→ DATA TO PROCESS:
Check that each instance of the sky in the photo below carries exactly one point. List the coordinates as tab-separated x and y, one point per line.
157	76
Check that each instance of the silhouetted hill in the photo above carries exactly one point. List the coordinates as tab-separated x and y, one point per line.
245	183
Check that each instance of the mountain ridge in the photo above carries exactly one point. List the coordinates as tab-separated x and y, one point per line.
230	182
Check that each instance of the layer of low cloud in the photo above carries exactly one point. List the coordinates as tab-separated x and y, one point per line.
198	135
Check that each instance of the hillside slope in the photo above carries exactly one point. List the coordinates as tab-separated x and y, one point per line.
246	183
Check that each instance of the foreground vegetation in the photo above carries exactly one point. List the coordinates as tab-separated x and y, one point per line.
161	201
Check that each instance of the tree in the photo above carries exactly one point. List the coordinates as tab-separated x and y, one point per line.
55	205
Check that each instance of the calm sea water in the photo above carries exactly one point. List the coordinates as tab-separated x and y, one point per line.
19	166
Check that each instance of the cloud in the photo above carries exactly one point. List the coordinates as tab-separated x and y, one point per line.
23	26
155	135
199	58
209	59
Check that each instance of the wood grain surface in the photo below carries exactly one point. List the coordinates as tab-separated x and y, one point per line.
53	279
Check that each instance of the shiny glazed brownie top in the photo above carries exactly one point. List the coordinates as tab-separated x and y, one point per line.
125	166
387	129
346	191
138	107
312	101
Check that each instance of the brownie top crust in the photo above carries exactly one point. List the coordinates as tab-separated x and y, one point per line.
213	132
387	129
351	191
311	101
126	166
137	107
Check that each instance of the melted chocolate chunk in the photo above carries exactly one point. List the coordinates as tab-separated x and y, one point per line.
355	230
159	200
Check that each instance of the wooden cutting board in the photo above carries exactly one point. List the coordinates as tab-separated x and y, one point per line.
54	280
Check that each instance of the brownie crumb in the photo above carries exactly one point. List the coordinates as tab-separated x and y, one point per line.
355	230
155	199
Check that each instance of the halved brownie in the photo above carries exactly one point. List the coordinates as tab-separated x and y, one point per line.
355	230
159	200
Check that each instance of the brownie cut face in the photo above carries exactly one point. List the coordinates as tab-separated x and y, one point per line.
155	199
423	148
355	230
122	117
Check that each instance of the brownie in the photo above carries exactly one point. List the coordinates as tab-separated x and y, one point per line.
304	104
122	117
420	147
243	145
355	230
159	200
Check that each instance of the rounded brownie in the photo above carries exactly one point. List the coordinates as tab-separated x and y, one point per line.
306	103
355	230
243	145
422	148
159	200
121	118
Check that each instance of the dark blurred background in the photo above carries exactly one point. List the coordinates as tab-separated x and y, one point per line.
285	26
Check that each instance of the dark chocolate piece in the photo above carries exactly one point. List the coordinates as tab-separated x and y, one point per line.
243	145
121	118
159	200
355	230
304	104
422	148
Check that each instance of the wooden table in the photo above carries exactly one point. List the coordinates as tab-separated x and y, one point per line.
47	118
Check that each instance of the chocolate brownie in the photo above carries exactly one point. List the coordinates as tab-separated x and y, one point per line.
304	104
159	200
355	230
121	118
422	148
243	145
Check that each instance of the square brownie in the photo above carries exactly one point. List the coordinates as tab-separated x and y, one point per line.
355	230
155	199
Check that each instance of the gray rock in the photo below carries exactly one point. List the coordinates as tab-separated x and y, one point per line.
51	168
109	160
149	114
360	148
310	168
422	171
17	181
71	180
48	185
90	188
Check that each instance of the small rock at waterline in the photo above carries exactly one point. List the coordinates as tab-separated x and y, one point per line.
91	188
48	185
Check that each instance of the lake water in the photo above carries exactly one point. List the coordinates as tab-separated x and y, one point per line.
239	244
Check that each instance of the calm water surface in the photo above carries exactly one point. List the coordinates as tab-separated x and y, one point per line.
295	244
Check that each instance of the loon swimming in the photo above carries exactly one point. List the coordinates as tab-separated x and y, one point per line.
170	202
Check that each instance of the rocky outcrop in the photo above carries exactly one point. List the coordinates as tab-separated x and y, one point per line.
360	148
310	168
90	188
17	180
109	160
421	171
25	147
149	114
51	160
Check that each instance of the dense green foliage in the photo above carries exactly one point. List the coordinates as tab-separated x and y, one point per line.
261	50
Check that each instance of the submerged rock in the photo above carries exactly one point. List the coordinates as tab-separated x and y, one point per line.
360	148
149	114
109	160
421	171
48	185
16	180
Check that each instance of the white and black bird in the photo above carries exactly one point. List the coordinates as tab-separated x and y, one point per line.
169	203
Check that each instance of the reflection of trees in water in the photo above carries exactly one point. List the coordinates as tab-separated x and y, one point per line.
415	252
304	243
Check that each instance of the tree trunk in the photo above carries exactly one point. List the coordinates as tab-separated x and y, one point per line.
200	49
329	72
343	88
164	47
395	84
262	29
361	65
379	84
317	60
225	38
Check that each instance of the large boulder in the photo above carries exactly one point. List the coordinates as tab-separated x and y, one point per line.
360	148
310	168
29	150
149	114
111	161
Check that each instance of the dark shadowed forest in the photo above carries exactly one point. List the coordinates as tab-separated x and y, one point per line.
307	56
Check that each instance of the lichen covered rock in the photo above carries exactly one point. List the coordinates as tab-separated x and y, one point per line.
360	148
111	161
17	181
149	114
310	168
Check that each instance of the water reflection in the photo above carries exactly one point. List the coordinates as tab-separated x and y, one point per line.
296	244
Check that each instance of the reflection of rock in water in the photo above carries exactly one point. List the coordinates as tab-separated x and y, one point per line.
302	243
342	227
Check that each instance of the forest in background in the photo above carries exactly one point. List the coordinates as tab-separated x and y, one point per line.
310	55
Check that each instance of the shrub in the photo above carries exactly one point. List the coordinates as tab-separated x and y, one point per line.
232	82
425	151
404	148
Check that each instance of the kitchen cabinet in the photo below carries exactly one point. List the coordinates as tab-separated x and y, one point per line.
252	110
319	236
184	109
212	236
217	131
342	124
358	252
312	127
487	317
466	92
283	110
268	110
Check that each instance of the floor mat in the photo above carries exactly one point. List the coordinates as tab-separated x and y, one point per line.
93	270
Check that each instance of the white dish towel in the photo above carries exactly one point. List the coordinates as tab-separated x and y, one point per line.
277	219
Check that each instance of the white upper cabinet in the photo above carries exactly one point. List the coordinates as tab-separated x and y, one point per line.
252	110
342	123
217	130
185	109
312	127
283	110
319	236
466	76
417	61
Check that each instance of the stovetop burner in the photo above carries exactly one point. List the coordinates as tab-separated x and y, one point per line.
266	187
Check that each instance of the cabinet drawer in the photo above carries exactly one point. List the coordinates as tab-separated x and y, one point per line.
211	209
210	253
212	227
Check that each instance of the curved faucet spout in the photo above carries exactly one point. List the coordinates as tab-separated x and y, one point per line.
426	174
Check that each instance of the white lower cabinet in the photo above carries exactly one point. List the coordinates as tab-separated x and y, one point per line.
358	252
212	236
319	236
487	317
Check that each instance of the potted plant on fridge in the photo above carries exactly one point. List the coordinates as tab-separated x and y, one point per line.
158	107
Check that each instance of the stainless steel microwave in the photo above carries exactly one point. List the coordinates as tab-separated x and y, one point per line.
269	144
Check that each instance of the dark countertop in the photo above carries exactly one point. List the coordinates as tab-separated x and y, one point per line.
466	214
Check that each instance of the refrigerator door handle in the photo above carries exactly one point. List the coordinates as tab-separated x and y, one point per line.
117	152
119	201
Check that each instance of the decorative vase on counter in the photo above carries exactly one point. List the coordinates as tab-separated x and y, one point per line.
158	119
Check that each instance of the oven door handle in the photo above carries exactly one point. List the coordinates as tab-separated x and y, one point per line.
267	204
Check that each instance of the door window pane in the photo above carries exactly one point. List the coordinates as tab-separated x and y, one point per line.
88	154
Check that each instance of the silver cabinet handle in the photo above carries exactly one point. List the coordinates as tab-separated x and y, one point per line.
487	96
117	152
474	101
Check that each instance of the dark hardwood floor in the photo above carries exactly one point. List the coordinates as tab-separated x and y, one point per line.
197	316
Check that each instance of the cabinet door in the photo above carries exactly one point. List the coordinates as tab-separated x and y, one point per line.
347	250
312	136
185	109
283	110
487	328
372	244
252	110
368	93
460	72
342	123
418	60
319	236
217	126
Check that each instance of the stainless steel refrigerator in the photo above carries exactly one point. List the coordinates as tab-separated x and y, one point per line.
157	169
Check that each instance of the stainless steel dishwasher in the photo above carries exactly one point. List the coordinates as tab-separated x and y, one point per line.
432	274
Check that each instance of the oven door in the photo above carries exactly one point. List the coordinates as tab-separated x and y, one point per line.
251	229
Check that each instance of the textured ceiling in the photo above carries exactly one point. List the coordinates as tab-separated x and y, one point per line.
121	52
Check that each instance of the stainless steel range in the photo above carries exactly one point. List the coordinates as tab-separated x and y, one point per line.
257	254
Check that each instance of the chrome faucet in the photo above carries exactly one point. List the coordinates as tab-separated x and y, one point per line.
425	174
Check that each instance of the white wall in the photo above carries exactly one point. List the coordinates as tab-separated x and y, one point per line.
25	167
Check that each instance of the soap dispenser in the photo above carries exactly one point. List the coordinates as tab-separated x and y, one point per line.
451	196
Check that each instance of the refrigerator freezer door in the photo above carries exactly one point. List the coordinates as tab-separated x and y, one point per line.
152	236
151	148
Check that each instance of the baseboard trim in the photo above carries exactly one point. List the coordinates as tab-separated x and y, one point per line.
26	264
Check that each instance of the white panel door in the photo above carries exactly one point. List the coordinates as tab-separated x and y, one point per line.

→ GIVEN INSTRUCTION: Repeat precisely the lines of the data starting at the one containing "Check that each instance of the stainless steel refrigerator", last line included.

→ RESPONSE TO THE TASK:
Check that each instance of the stainless steel refrigerator in the photo above carries exactly one point. List the coordinates as tab-separated x and y, one point per line.
157	169
Check that each instance of the stainless steel dishwasher in the photo above carries exactly one point. List the coordinates as tab-separated x and y, one point per line.
432	274
Check that each instance of the oven door in the photo above carries exactly one point. List the coordinates as tab-separated x and y, one point per line.
251	229
Check that each instance of the textured ceiling in the photo above carries exactly one point. List the coordinates as tab-separated x and y, one point per line.
121	52
Check that each instance of the stainless steel range in the photo above carries exactly one point. List the coordinates as tab-separated x and y, one point per line.
257	254
Check that each instance of the chrome faucet in the photo above carries exactly one point. List the coordinates as tab-separated x and y, one point per line.
425	174
Check that each instance of the white wall in the photo above carries exactly one point. List the coordinates as tab-separated x and y, one point per line.
25	167
Check that each instance of the soap dispenser in the photo above carries exactly one point. List the coordinates as tab-separated x and y, one point per line.
451	196
Check that each instance of the refrigerator freezer door in the photo above carries exactly one point. List the coordinates as tab-separated x and y, one point per line.
152	236
151	148
Check that each instance of the baseboard trim in the photo above carries exactly one point. List the coordinates as tab-separated x and y, one point per line.
26	264
Check that each instance of the white panel door in the photo above carries exactly one point. List the coordinates as tab-separated x and y, one point per line.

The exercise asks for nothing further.